YOUR INSTRUCTIONS: Rewrite every line of the listing below with "query" swapped for "request" and nothing else changed. Leave the pictures out of your answer.

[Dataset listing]

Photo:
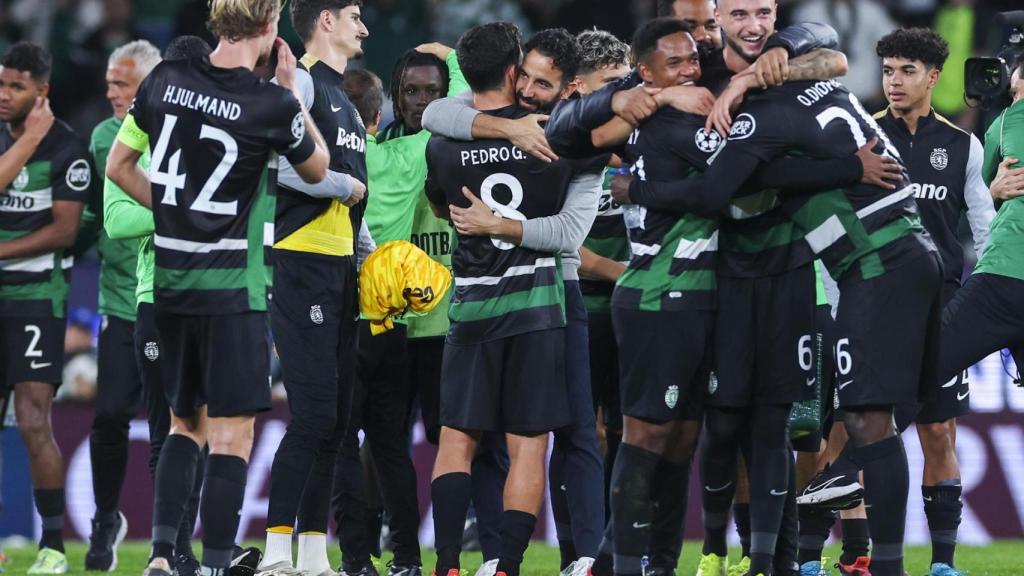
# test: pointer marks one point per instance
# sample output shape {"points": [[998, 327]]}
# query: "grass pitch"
{"points": [[999, 559]]}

SOLUTION FOR THIS EXERCISE:
Photo:
# test: pointer marks one point per instance
# sample output shape {"points": [[998, 327]]}
# request: "grass pitch"
{"points": [[999, 559]]}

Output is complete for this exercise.